Extract every row below word for word, leaving the pictures out of your answer.
------------------------------------------------------------------------
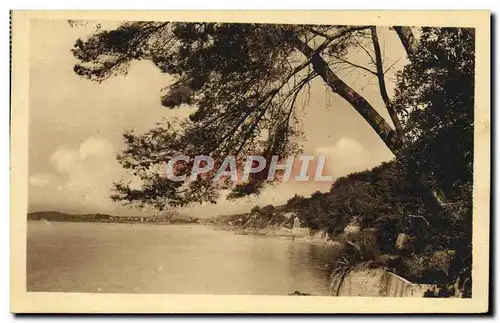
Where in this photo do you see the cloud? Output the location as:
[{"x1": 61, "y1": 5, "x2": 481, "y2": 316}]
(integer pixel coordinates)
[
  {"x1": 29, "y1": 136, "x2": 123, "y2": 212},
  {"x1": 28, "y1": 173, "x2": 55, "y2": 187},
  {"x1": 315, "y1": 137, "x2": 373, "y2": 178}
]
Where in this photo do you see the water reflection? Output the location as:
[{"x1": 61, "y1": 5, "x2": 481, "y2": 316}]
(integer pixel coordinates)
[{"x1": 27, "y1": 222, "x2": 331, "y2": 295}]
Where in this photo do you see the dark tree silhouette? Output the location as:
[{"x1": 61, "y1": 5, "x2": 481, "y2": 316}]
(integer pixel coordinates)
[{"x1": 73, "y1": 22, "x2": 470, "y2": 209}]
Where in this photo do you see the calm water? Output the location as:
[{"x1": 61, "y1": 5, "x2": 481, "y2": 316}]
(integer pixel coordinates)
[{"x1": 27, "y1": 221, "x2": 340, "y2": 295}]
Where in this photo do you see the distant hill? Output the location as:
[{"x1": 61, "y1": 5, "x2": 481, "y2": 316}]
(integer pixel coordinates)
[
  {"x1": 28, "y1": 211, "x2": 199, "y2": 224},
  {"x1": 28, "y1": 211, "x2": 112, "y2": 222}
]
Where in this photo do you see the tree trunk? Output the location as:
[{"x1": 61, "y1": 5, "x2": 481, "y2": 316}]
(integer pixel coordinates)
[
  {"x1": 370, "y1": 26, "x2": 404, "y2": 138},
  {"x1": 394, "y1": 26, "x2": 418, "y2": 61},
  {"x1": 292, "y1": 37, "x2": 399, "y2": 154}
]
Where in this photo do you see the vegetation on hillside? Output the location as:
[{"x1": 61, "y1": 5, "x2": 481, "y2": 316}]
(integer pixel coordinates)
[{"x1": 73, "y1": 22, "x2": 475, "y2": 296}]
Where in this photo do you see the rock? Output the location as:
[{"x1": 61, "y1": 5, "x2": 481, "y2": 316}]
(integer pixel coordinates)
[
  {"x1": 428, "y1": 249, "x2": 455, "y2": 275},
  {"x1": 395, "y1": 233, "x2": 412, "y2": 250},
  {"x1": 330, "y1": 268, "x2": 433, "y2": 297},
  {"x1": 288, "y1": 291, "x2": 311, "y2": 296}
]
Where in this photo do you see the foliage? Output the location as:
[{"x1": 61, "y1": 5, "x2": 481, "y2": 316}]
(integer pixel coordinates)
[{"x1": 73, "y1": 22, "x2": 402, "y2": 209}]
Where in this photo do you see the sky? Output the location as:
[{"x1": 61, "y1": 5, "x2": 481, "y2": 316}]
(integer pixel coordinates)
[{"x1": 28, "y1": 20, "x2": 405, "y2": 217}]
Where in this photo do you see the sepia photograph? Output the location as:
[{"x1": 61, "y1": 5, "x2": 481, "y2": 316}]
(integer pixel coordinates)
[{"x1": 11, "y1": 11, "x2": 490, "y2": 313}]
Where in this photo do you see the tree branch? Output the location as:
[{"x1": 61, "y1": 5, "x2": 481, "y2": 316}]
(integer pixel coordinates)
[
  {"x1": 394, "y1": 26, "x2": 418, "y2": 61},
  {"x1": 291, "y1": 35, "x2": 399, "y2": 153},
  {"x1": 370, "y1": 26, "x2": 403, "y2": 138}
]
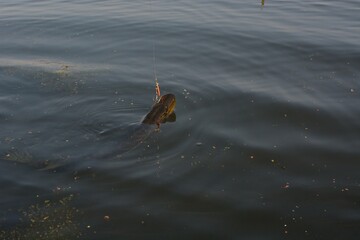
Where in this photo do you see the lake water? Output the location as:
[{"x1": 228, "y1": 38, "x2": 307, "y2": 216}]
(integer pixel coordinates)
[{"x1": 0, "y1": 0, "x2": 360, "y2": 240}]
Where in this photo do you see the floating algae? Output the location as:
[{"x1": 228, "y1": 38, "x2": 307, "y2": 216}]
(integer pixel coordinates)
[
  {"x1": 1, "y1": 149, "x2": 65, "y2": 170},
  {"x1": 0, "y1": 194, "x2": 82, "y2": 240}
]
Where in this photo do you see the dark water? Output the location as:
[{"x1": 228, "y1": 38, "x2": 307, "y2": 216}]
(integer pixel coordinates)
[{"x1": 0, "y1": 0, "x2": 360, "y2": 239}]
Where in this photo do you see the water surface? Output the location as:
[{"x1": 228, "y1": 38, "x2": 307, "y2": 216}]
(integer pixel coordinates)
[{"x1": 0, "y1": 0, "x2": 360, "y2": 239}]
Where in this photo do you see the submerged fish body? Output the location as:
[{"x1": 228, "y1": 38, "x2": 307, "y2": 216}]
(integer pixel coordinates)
------------------------------------------------------------------------
**COMPLETED TASK**
Where in this photo do you see the cloud? Output the location as:
[{"x1": 61, "y1": 5, "x2": 481, "y2": 316}]
(integer pixel coordinates)
[
  {"x1": 29, "y1": 136, "x2": 123, "y2": 212},
  {"x1": 28, "y1": 173, "x2": 55, "y2": 187},
  {"x1": 315, "y1": 137, "x2": 373, "y2": 178}
]
Where in this photo do you see the water reflection? Output the location as:
[{"x1": 61, "y1": 5, "x2": 481, "y2": 316}]
(integer pixel coordinates)
[{"x1": 27, "y1": 222, "x2": 331, "y2": 295}]
Where in this photo do you see the dark tree silhouette? Output the location as:
[{"x1": 61, "y1": 5, "x2": 481, "y2": 316}]
(integer pixel coordinates)
[{"x1": 73, "y1": 22, "x2": 470, "y2": 209}]
Where in this photo do you see the calm water? Output the location as:
[{"x1": 61, "y1": 5, "x2": 481, "y2": 316}]
(integer pixel coordinates)
[{"x1": 27, "y1": 221, "x2": 340, "y2": 295}]
Where in this photo do you see the distant hill? Output the location as:
[{"x1": 61, "y1": 5, "x2": 481, "y2": 316}]
(integer pixel coordinates)
[
  {"x1": 28, "y1": 211, "x2": 199, "y2": 224},
  {"x1": 28, "y1": 211, "x2": 112, "y2": 222}
]
Where in this photo do you see the tree trunk? Output the location as:
[{"x1": 61, "y1": 5, "x2": 481, "y2": 316}]
(integer pixel coordinates)
[
  {"x1": 370, "y1": 26, "x2": 404, "y2": 138},
  {"x1": 394, "y1": 26, "x2": 418, "y2": 61},
  {"x1": 292, "y1": 37, "x2": 399, "y2": 154}
]
Where in this photo do you see the vegetation on hillside? Output the location as:
[{"x1": 61, "y1": 5, "x2": 481, "y2": 316}]
(integer pixel coordinates)
[{"x1": 73, "y1": 22, "x2": 475, "y2": 296}]
Where in this photo do you see the rock? Output the location as:
[{"x1": 61, "y1": 5, "x2": 481, "y2": 316}]
(integer pixel coordinates)
[
  {"x1": 428, "y1": 249, "x2": 455, "y2": 275},
  {"x1": 395, "y1": 233, "x2": 412, "y2": 250},
  {"x1": 330, "y1": 268, "x2": 433, "y2": 297},
  {"x1": 288, "y1": 291, "x2": 311, "y2": 296}
]
Where in this photo do you see the foliage? Output the location as:
[{"x1": 61, "y1": 5, "x2": 481, "y2": 316}]
(integer pixel coordinates)
[{"x1": 73, "y1": 22, "x2": 402, "y2": 209}]
Where in this photo do you see the sky? Output the location as:
[{"x1": 61, "y1": 5, "x2": 481, "y2": 316}]
(integer pixel coordinates)
[{"x1": 28, "y1": 20, "x2": 405, "y2": 217}]
Where in this photo do you see the sepia photograph? Output the location as:
[{"x1": 61, "y1": 5, "x2": 481, "y2": 316}]
(integer pixel coordinates)
[{"x1": 11, "y1": 11, "x2": 490, "y2": 313}]
Where in this photo do you see the tree branch? Output the location as:
[{"x1": 61, "y1": 5, "x2": 481, "y2": 316}]
(integer pixel coordinates)
[
  {"x1": 394, "y1": 26, "x2": 418, "y2": 61},
  {"x1": 291, "y1": 35, "x2": 399, "y2": 153},
  {"x1": 370, "y1": 26, "x2": 403, "y2": 138}
]
Where in this photo do you see the lake water? Output the location as:
[{"x1": 228, "y1": 38, "x2": 307, "y2": 216}]
(integer pixel coordinates)
[{"x1": 0, "y1": 0, "x2": 360, "y2": 240}]
Where in this photo do you see the floating algae? Output the location as:
[{"x1": 228, "y1": 38, "x2": 307, "y2": 216}]
(integer pixel coordinates)
[
  {"x1": 1, "y1": 149, "x2": 65, "y2": 170},
  {"x1": 0, "y1": 194, "x2": 82, "y2": 240}
]
Where in this photo do you see the dark water? Output the location as:
[{"x1": 228, "y1": 38, "x2": 307, "y2": 216}]
(integer pixel coordinates)
[{"x1": 0, "y1": 0, "x2": 360, "y2": 239}]
Where in this photo do you see the water surface? Output the location as:
[{"x1": 228, "y1": 38, "x2": 307, "y2": 216}]
(integer pixel coordinates)
[{"x1": 0, "y1": 0, "x2": 360, "y2": 239}]
Where in this photo do you see the submerged fish body? Output the location as:
[{"x1": 228, "y1": 38, "x2": 307, "y2": 216}]
(integer pixel coordinates)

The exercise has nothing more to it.